**SUPPLIED PASSAGE**
-- BEGIN --

Zeng Yuqun (Robin Zeng) on Why Europeans Can’t Make Good Batteries

Who Is He?

Robin Zeng Yuqun (born 1968) is a Chinese billionaire businessman and the founder and chairman of CATL (Contemporary Amperex Technology Co., Limited — 宁德时代新能源科技股份有限公司), the world’s largest battery manufacturer.


The Core Criticism — “Wrong Design, Wrong Process, Wrong Equipment”

In a concise, ten-minute interview with Nicolai Tangen, CEO of the Norwegian pension fund Norges Bank Investment Management (NBIM), Robin Zeng directly answered the provocative question: “Why can’t Europeans build good car batteries?” His answer was blunt — Europeans have “first, the wrong design, second, wrong processes, and third, wrong equipment.”


Breaking Down Each Point

1. Wrong Design

Zeng pointed out that a fundamental problem lies in the design of batteries produced by European companies. He emphasized that the wrong design is the initial pitfall, affecting everything from efficiency to effectiveness.

The electrochemical system of batteries is highly complex, Zeng explained. Undesirable side reactions can occur, and changes happen within batteries after a certain lifespan. Without complete understanding, manufacturers will end up with faulty designs and subpar products.

2. Wrong Processes

Zeng stated: “This is why performance and testing may look good on a certain day, but then when they want to scale, establish the process, the process never covers what is needed in the future.”

The processes used in production are termed as inadequate, leading manufacturers further away from creating a competitive product. When these manufacturers attempt to scale up operations, they encounter utilization problems followed by reliability issues — reflecting a disconnect between scaling ambitions and actual execution capabilities.

-- END --

**INSTRUCTION 1**
Convert the records below into a JSON list of strings, one string per line and no blank lines, starting at the line that contains "Return one point per instance of the weathered" and ending at the last line of the records.

**RECORDS SUPPLIED**
-- BEGIN --

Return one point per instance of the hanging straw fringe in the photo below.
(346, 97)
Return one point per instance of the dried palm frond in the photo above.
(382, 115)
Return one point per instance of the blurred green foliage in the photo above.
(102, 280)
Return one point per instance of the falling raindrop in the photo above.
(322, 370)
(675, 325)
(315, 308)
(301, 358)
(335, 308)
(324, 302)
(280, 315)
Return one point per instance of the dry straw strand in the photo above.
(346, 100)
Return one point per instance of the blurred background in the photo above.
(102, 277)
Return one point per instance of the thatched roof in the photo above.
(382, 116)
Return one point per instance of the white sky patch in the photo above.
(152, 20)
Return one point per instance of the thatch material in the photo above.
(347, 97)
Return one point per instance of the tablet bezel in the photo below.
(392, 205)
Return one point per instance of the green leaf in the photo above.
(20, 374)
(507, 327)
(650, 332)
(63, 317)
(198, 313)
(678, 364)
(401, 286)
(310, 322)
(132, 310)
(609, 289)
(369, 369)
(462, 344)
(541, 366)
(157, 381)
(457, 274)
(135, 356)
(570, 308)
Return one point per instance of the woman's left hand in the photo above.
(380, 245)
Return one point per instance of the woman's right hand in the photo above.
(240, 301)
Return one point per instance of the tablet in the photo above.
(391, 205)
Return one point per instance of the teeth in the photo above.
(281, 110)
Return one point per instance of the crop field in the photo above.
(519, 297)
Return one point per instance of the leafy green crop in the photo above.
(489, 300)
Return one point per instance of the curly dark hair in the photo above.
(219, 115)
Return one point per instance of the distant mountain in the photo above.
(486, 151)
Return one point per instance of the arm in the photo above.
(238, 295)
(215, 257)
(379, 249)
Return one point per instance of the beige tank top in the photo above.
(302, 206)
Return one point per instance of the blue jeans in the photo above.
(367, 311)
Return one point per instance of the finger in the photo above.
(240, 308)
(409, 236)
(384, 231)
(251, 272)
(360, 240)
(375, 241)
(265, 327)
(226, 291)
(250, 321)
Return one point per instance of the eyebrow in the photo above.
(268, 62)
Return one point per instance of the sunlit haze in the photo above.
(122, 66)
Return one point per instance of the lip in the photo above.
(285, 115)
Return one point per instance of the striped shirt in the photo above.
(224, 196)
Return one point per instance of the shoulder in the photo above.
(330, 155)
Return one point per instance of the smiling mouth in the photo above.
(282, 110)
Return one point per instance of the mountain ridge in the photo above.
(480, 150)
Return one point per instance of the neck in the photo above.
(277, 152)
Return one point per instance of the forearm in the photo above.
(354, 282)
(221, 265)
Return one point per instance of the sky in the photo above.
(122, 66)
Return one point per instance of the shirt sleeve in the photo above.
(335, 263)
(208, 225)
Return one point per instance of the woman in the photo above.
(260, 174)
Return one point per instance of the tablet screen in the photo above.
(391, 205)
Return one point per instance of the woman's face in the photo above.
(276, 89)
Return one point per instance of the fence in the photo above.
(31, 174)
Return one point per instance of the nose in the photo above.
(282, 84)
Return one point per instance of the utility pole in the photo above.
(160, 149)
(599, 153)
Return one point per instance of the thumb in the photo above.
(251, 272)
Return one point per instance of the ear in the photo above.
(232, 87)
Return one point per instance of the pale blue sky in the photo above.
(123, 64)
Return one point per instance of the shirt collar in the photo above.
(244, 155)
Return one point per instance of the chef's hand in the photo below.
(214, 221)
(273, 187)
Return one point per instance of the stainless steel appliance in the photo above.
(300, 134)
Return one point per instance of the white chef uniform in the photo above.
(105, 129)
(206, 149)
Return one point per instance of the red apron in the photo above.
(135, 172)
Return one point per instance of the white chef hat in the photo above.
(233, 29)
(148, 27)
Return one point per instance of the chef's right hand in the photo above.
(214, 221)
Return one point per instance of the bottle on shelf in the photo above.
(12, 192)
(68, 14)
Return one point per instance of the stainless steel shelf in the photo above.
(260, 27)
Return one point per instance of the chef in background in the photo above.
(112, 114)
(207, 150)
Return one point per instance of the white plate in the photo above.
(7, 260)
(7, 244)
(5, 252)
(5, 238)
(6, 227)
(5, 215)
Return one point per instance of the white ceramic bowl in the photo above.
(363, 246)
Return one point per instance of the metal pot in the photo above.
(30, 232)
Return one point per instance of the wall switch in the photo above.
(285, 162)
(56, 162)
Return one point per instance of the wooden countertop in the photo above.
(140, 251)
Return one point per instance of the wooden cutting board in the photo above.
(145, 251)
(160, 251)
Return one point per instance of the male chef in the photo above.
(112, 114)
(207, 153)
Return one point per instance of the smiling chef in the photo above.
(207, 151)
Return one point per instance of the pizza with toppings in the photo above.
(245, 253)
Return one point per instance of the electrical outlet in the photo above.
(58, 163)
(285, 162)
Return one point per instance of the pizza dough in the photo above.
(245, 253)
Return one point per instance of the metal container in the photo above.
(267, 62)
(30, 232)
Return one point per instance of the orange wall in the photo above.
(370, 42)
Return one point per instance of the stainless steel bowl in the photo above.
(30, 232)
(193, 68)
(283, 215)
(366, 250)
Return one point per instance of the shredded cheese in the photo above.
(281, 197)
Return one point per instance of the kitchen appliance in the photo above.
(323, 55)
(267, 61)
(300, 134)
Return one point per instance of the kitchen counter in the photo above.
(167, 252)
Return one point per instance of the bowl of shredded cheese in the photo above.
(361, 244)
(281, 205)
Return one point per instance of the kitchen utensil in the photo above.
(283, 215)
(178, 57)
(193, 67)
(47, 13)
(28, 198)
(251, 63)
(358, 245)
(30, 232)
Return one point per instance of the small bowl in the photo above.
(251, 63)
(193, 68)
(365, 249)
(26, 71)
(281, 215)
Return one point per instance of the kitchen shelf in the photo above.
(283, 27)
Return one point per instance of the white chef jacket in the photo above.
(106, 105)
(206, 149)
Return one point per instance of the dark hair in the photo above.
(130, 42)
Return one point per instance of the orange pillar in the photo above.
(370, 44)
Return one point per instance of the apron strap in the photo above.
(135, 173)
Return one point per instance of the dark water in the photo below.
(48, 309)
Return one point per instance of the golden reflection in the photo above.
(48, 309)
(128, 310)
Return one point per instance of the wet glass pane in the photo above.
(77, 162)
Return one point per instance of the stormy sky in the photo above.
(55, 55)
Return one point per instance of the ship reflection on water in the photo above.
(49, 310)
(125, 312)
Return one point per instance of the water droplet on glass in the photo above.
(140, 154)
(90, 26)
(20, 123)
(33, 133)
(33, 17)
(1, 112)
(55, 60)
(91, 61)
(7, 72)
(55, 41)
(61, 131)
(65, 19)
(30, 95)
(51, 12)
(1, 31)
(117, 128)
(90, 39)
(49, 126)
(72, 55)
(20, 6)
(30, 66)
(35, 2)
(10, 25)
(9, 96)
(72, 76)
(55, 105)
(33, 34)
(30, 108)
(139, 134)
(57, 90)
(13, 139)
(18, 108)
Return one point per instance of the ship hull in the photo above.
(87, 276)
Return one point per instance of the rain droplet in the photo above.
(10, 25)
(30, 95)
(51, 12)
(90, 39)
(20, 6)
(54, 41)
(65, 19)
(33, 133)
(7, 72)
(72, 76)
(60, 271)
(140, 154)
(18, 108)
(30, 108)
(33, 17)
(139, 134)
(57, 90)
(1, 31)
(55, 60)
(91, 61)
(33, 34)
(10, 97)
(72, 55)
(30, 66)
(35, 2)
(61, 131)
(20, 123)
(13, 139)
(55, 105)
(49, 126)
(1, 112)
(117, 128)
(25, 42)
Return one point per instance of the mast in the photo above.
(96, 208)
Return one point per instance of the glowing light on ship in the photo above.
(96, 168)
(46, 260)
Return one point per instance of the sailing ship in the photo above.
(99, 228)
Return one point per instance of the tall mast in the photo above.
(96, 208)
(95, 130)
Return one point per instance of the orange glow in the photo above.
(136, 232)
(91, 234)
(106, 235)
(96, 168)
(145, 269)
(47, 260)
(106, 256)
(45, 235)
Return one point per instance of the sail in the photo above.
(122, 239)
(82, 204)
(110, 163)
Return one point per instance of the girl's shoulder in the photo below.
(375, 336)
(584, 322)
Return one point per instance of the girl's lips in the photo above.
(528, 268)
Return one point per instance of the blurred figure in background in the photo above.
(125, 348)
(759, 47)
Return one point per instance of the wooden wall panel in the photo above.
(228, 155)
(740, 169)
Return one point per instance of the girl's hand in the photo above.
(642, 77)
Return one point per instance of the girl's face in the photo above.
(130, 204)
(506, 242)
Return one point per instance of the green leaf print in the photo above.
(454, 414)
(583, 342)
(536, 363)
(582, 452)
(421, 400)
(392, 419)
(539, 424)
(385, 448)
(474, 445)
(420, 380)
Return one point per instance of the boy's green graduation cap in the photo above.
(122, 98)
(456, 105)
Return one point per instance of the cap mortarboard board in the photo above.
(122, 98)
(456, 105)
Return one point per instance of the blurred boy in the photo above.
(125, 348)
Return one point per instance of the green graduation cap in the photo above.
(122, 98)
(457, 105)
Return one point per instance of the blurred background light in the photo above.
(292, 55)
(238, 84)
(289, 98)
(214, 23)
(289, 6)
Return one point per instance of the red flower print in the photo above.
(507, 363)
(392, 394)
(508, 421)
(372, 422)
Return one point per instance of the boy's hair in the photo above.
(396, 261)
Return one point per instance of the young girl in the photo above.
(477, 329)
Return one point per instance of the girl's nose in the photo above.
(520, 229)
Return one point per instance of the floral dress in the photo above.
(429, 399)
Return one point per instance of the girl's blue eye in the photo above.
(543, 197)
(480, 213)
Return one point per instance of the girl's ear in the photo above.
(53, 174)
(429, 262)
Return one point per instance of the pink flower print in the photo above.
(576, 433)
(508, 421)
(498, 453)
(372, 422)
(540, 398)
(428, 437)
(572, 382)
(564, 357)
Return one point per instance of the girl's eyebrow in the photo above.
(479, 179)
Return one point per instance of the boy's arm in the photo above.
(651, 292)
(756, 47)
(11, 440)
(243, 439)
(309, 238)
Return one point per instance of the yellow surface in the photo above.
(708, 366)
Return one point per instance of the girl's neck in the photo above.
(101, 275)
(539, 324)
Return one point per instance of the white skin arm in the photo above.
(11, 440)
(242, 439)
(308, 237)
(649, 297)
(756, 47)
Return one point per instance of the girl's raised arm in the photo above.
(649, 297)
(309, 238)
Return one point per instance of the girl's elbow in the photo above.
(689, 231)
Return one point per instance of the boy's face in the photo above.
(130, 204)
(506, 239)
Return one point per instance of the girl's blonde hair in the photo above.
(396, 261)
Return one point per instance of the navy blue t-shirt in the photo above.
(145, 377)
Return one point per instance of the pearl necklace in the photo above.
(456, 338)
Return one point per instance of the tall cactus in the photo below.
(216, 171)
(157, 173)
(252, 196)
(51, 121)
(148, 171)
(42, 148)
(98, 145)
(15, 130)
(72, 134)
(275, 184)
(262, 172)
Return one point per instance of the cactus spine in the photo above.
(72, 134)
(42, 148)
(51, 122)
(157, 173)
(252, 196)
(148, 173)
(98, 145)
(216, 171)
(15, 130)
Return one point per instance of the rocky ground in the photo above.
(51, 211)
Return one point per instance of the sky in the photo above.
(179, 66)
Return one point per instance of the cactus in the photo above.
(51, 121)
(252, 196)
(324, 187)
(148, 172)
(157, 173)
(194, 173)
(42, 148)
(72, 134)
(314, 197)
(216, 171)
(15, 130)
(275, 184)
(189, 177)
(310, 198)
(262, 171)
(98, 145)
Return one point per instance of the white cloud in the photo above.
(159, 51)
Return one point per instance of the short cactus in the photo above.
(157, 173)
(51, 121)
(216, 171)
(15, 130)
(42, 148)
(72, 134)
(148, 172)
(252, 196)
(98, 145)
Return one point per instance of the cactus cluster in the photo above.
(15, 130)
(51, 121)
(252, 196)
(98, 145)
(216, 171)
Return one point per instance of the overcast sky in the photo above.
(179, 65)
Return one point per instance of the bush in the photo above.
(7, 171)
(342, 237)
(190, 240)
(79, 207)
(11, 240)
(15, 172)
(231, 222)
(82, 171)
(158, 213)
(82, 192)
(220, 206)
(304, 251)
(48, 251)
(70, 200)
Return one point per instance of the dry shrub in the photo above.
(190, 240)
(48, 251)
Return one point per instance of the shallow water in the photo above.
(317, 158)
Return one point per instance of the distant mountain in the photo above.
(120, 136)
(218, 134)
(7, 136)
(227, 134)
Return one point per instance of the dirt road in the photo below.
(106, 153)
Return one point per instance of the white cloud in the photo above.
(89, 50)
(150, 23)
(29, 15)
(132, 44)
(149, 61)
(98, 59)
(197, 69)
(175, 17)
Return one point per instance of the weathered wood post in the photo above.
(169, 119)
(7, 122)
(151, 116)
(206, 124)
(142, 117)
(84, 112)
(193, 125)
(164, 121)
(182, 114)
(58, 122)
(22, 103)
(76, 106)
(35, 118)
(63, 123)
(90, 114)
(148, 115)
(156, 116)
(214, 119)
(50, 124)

-- END --

**INSTRUCTION 2**
Answer these questions from the article on Robin Zeng and European batteries:
(a) In what year was Robin Zeng born?
(b) Who interviewed Zeng, and what organization does that person lead?
(c) What problems do manufacturers encounter when they try to scale up operations?

**TASK SOLUTION 1**
[
  "Return one point per instance of the weathered wood post in the photo above.",
  "(169, 119)",
  "(7, 122)",
  "(151, 116)",
  "(206, 124)",
  "(142, 117)",
  "(84, 112)",
  "(193, 125)",
  "(164, 121)",
  "(182, 114)",
  "(58, 122)",
  "(22, 103)",
  "(76, 106)",
  "(35, 118)",
  "(63, 123)",
  "(90, 114)",
  "(148, 115)",
  "(156, 116)",
  "(214, 119)",
  "(50, 124)"
]

**TASK SOLUTION 2**
(a) 1968.
(b) Nicolai Tangen, CEO of Norges Bank Investment Management (NBIM).
(c) Utilization problems, followed by reliability issues.